(Image-grounded pointing data)
•••••
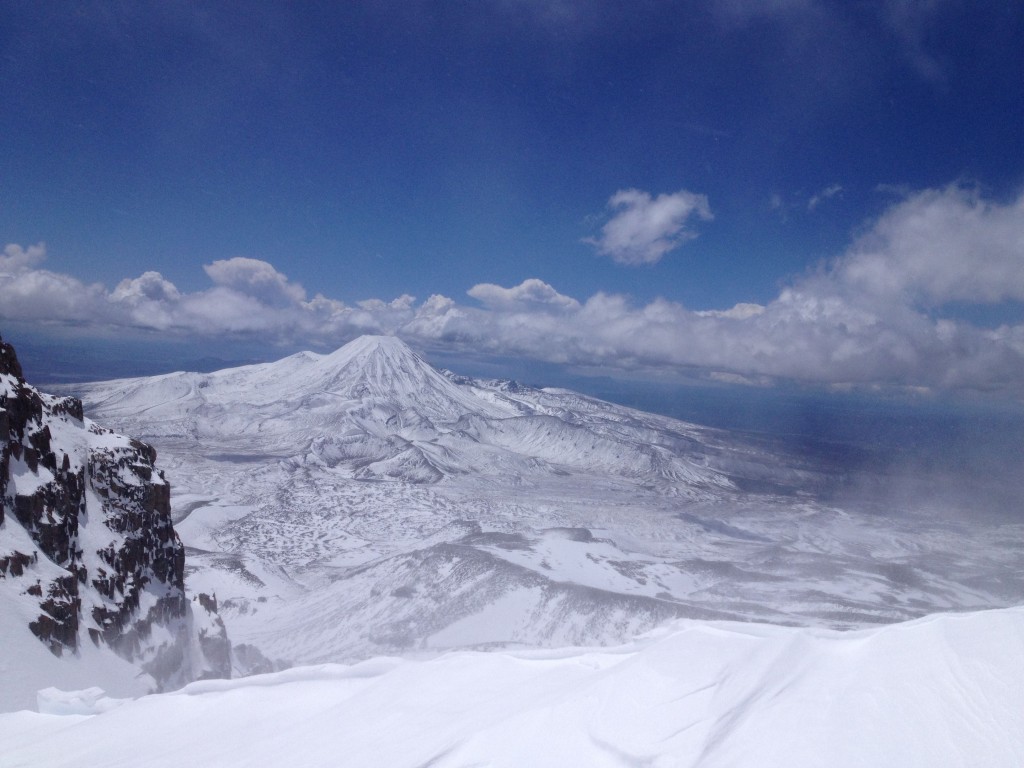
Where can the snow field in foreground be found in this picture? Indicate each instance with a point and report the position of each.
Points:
(944, 690)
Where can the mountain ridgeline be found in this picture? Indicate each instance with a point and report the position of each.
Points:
(86, 539)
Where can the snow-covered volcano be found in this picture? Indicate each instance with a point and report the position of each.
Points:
(361, 502)
(375, 409)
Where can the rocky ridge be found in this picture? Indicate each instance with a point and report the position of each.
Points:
(85, 524)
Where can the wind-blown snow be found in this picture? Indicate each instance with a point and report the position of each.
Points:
(945, 690)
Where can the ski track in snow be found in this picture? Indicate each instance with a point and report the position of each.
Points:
(938, 691)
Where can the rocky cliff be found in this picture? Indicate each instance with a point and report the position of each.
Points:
(85, 525)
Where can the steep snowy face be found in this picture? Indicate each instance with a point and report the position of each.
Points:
(375, 410)
(86, 540)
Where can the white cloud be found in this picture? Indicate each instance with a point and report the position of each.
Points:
(939, 246)
(643, 228)
(530, 292)
(738, 311)
(15, 258)
(859, 321)
(256, 279)
(147, 287)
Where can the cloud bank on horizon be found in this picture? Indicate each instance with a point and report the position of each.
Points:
(875, 315)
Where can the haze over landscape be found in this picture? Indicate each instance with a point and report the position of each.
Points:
(658, 365)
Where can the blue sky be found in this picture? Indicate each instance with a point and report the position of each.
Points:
(752, 192)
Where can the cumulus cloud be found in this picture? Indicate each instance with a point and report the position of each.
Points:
(940, 246)
(16, 259)
(643, 228)
(873, 315)
(256, 279)
(531, 292)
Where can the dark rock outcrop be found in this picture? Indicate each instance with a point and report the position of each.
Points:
(61, 477)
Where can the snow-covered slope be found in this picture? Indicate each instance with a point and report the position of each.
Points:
(91, 572)
(945, 691)
(359, 503)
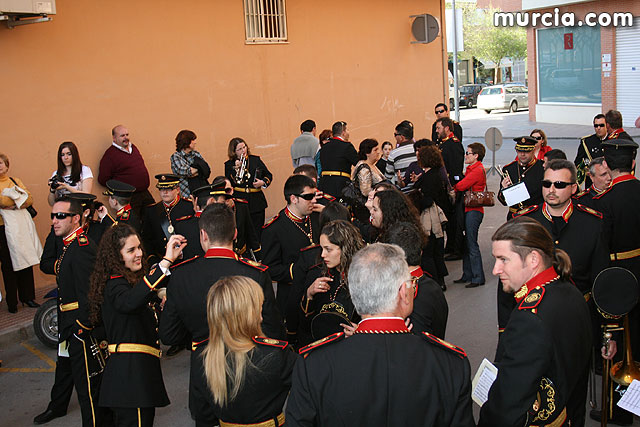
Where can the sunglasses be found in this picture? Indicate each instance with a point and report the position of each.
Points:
(61, 215)
(558, 184)
(307, 196)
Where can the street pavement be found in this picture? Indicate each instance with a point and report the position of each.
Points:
(26, 374)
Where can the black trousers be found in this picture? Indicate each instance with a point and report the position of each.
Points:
(62, 387)
(134, 417)
(17, 284)
(87, 386)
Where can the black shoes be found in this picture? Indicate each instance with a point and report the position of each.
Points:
(46, 416)
(596, 415)
(474, 285)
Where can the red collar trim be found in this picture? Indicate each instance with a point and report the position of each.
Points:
(293, 217)
(542, 279)
(566, 214)
(71, 237)
(622, 178)
(417, 272)
(382, 325)
(123, 209)
(221, 253)
(173, 202)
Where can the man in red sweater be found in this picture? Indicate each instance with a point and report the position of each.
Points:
(123, 162)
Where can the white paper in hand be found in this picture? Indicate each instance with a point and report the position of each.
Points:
(515, 194)
(482, 381)
(631, 399)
•••••
Aim of the task: Restate the data above word for word, so that the only difference is the missing pictures.

Answer below:
Where can the snow field in foreground be found in this picture? Indicate each instance with a point and report the position of each.
Points:
(944, 690)
Where can the mountain ridgeline be found in this picture? Indicate each instance with a point and report the position of each.
Points:
(86, 539)
Where can the snow-covered volcano be found in this picture? Indicate each instance with a point and report the position of each.
Points:
(361, 502)
(375, 409)
Where can the rocky ridge be found in this picture? Indicate each instance with a point and report the position of each.
Points:
(85, 524)
Where can the wind-blown snow be found in this picture? Indicate each instance with a point and report the position of each.
Points:
(945, 690)
Where can the ski track in snow be found in this picture? Indicate each instance with a point and report the position of each.
Points:
(938, 691)
Where can the rocky cliff be found in this picture? Indicate each instance with a point and report the position of each.
Points:
(85, 525)
Where can the steep snowy face be found in this picture? Indicate each instance with a point and report the position of each.
Points:
(375, 410)
(86, 540)
Where can the white cloud be found in this picture? Indicate each instance with a point and report the position of each.
Points:
(939, 246)
(643, 228)
(530, 292)
(738, 311)
(15, 258)
(859, 321)
(256, 279)
(147, 287)
Where can the cloud bank on horizon be found in this picture? Indicate each instance with a point and report the position of each.
Points:
(875, 315)
Where can the haze over landscape be found in this picture? Indicate each instance with a point and report the position of each.
Points:
(658, 365)
Where can the blue sky be found in this picture? Indicate each instance with a point and report the position of each.
Points:
(752, 192)
Where can the cumulus cloud be found in this picture? Indicate each instance with a point and report the position of each.
Points:
(940, 246)
(16, 259)
(643, 228)
(873, 315)
(256, 279)
(531, 292)
Where can the dark rock outcrop be found in this picture? Indicate each instance with a point and report the position of each.
Points:
(61, 477)
Where can the snow-covered slope be found in this picture? Indicate each instance with a point and report the position of each.
Points:
(91, 572)
(945, 691)
(359, 503)
Where can the sunglasses be found in this picture? Indicate each instance with a point and report the position of each.
Points:
(61, 215)
(558, 184)
(307, 196)
Where can the street pavement be found in this picture? Indicate each instance with a point and report the position of each.
Points:
(26, 374)
Where can the black trousers be found in this picture? Indicate each instance with a point and report the position of each.
Points:
(62, 387)
(134, 417)
(17, 284)
(87, 386)
Where can the black shoes be found in this picture? Indicate each instance with a point and report the position of each.
Points:
(46, 416)
(596, 415)
(474, 285)
Where can the red collar trim be found in this picture? Indicate each instance with a point and report the position of each.
Points:
(293, 217)
(542, 279)
(566, 214)
(71, 237)
(622, 178)
(417, 272)
(382, 325)
(123, 209)
(221, 253)
(173, 202)
Where can the man in red sweater be found in this picture? Indicate each instance with a point and report the position of each.
Points:
(123, 162)
Where can the white paper in hand be found in this picture? Indicate each instance with a point and report the position of each.
Points:
(515, 194)
(482, 381)
(631, 399)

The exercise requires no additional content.